» **PROBLEM DESCRIPTION**
Find "Provide the mask of every instance of the right" in the records that follow; print that line and each subsequent line through the last one, verbatim and with nothing added.

» **EXTRACTED INFORMATION**
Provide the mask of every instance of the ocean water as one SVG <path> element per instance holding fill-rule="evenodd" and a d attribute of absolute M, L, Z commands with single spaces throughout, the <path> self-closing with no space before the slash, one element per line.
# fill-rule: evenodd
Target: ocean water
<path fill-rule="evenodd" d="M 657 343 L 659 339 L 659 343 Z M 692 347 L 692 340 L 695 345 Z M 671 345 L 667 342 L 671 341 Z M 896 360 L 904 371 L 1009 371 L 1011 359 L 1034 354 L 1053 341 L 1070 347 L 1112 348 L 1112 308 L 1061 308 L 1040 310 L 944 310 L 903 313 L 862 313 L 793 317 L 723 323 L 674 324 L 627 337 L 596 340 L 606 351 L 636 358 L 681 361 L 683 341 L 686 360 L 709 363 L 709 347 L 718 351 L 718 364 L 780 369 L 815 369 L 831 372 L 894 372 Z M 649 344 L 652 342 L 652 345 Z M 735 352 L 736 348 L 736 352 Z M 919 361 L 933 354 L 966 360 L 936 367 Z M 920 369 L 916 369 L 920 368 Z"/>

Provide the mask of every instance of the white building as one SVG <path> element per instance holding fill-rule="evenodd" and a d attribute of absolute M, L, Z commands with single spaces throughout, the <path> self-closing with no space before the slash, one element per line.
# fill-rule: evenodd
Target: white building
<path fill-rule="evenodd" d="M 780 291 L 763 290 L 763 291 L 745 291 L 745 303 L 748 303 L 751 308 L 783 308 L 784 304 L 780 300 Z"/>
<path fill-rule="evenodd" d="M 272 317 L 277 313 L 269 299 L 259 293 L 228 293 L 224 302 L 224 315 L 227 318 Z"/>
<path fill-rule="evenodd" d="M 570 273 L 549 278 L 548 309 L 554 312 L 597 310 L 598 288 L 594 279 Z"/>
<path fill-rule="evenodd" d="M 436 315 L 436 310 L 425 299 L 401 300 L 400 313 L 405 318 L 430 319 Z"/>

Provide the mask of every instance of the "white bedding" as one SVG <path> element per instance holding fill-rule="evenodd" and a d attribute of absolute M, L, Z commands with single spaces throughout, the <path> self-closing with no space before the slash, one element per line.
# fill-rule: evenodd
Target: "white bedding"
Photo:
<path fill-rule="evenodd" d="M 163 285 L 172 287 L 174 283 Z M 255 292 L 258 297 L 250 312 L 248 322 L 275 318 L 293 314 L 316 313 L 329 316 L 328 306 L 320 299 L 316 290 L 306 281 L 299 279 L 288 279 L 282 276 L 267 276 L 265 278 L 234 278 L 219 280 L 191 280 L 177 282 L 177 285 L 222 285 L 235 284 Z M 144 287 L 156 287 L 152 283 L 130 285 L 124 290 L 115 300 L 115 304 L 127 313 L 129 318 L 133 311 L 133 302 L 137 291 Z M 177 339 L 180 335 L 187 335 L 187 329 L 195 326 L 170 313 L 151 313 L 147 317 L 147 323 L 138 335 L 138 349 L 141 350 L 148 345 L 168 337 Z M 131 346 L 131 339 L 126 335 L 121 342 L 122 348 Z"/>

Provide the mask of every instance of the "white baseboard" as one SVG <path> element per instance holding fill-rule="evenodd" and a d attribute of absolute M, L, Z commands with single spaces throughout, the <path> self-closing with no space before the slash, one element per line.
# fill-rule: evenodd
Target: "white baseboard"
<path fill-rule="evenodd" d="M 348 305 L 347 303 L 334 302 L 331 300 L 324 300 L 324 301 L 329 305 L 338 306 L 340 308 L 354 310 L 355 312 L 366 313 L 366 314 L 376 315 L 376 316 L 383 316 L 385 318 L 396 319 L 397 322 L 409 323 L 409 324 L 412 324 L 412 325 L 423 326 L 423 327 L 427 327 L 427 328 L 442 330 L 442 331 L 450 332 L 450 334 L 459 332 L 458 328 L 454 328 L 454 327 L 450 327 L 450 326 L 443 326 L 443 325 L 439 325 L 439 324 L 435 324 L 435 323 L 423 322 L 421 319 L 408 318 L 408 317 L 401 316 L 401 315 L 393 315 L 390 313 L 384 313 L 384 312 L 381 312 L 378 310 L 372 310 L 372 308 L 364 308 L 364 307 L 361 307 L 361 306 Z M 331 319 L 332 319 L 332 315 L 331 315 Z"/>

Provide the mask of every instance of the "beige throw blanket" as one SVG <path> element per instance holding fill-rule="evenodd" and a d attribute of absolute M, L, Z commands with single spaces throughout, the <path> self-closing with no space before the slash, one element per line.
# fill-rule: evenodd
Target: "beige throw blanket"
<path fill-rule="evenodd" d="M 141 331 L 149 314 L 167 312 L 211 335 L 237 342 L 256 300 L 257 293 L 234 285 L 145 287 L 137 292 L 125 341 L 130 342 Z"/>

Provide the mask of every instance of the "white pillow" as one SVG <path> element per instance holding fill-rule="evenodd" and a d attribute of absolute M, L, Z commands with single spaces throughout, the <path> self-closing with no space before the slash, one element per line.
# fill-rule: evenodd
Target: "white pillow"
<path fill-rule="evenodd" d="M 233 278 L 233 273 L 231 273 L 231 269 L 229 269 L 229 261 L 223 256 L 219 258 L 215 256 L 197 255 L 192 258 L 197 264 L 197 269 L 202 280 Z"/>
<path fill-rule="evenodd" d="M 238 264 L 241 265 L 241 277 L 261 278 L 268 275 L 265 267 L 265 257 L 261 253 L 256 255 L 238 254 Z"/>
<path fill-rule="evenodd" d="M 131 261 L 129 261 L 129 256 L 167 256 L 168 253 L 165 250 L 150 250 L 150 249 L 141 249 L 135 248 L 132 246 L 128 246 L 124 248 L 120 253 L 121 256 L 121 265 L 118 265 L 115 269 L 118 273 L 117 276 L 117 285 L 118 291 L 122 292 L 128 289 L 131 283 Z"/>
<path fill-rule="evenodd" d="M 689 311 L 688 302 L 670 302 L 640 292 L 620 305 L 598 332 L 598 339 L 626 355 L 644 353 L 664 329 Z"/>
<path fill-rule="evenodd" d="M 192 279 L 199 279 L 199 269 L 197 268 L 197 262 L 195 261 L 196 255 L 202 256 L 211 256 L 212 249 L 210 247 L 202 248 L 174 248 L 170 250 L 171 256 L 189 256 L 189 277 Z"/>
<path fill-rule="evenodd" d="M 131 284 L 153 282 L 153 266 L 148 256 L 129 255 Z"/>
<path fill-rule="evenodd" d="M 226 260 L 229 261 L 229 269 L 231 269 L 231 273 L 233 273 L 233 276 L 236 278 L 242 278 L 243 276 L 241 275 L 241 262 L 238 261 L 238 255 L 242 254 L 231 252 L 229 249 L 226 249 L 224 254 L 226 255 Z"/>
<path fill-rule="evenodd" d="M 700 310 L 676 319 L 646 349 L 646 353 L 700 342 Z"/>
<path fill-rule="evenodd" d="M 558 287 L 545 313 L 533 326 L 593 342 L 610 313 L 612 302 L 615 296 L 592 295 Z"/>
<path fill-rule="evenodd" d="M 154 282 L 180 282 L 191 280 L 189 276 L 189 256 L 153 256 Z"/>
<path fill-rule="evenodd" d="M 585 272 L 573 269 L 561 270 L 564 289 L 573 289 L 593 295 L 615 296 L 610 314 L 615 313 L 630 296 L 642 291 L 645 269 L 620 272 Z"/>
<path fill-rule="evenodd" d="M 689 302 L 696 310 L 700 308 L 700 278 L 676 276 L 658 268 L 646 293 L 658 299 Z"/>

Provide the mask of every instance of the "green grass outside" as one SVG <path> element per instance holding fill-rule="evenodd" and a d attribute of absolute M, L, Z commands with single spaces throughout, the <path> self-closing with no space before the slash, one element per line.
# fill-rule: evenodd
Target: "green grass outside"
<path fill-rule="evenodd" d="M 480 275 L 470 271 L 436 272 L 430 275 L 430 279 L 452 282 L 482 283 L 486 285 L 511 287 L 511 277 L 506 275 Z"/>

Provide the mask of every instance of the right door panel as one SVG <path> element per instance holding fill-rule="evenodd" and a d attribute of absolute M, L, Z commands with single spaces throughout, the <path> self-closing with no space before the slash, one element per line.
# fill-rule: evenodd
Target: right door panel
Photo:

» **RESULT OF THIS EXERCISE**
Provide the mask of every instance of the right door panel as one SVG <path> element per instance holding fill-rule="evenodd" and a d attribute of absolute M, L, Z commands with single spaces throughout, the <path> self-closing with no space before the slash, one element per line.
# fill-rule: evenodd
Target: right door panel
Photo:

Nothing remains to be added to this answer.